BRIEF:
Restate the listing exactly and in full.

DATA TO EXAMINE:
= Beginning of Section =

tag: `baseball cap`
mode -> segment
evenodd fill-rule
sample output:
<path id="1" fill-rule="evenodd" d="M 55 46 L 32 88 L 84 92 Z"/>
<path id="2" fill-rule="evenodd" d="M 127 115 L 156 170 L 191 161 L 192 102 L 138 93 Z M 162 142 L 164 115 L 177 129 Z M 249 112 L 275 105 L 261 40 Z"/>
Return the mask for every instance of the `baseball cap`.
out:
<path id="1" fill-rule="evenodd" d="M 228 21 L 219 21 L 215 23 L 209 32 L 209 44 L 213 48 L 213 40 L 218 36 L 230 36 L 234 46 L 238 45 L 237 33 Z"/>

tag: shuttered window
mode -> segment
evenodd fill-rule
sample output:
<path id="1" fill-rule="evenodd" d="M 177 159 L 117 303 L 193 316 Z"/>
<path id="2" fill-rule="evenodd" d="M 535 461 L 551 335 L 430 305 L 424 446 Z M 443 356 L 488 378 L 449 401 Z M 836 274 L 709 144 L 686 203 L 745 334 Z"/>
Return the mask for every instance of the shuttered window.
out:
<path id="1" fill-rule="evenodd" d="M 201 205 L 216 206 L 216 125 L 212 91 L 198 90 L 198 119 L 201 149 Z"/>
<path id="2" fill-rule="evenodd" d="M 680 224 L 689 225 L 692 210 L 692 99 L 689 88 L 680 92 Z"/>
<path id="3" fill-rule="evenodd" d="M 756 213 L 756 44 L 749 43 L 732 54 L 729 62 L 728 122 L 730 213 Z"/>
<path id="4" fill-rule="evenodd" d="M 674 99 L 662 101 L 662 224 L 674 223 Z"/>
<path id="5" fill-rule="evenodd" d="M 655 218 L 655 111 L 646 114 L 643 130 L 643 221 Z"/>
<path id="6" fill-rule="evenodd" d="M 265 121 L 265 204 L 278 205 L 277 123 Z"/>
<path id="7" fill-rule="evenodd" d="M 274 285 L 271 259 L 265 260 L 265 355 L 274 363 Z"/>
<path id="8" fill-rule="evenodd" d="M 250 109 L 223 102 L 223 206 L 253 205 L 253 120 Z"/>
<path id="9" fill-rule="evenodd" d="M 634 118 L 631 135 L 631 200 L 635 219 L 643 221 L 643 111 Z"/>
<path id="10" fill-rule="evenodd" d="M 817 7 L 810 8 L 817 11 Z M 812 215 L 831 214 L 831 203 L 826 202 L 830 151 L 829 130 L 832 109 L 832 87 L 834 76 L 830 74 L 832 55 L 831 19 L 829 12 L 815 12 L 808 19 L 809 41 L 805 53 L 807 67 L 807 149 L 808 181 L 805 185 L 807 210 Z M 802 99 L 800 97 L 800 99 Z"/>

= End of Section =

REPLY TO THE TASK:
tag: `baseball cap`
mode -> segment
evenodd fill-rule
sample output:
<path id="1" fill-rule="evenodd" d="M 55 46 L 32 88 L 84 92 Z"/>
<path id="2" fill-rule="evenodd" d="M 127 115 L 156 170 L 191 161 L 192 102 L 138 93 Z M 162 142 L 164 115 L 177 129 Z M 249 112 L 275 105 L 261 40 Z"/>
Return the mask for every instance of the `baseball cap`.
out:
<path id="1" fill-rule="evenodd" d="M 228 21 L 219 21 L 215 23 L 209 32 L 209 44 L 213 48 L 213 40 L 218 36 L 230 36 L 234 46 L 238 45 L 237 33 Z"/>

tag: shuttered window
mode -> segment
evenodd fill-rule
sample output:
<path id="1" fill-rule="evenodd" d="M 177 159 L 117 303 L 193 316 Z"/>
<path id="2" fill-rule="evenodd" d="M 535 461 L 551 335 L 430 305 L 424 446 Z M 443 356 L 488 378 L 449 401 Z M 836 274 L 709 144 L 686 203 L 745 334 Z"/>
Return the mask for every instance of the shuttered window.
out:
<path id="1" fill-rule="evenodd" d="M 201 205 L 216 206 L 216 125 L 212 91 L 198 90 L 198 119 L 201 149 Z"/>
<path id="2" fill-rule="evenodd" d="M 680 224 L 689 225 L 692 210 L 692 99 L 689 88 L 680 92 Z"/>
<path id="3" fill-rule="evenodd" d="M 756 213 L 756 44 L 749 43 L 732 54 L 729 62 L 728 122 L 730 213 Z"/>
<path id="4" fill-rule="evenodd" d="M 674 99 L 662 101 L 662 224 L 674 223 Z"/>
<path id="5" fill-rule="evenodd" d="M 655 218 L 655 111 L 646 114 L 643 130 L 643 221 Z"/>
<path id="6" fill-rule="evenodd" d="M 265 121 L 265 204 L 278 205 L 277 123 Z"/>
<path id="7" fill-rule="evenodd" d="M 274 285 L 271 259 L 265 260 L 265 355 L 274 363 Z"/>
<path id="8" fill-rule="evenodd" d="M 250 109 L 223 102 L 223 206 L 253 205 L 253 120 Z"/>
<path id="9" fill-rule="evenodd" d="M 634 118 L 631 135 L 631 200 L 635 219 L 643 221 L 643 111 Z"/>
<path id="10" fill-rule="evenodd" d="M 817 7 L 810 8 L 817 11 Z M 812 215 L 831 214 L 831 203 L 826 202 L 830 151 L 829 130 L 832 109 L 832 87 L 834 76 L 830 74 L 832 55 L 831 19 L 829 12 L 815 12 L 808 19 L 809 41 L 805 53 L 807 67 L 807 149 L 808 181 L 805 185 L 807 210 Z M 802 99 L 800 97 L 800 99 Z"/>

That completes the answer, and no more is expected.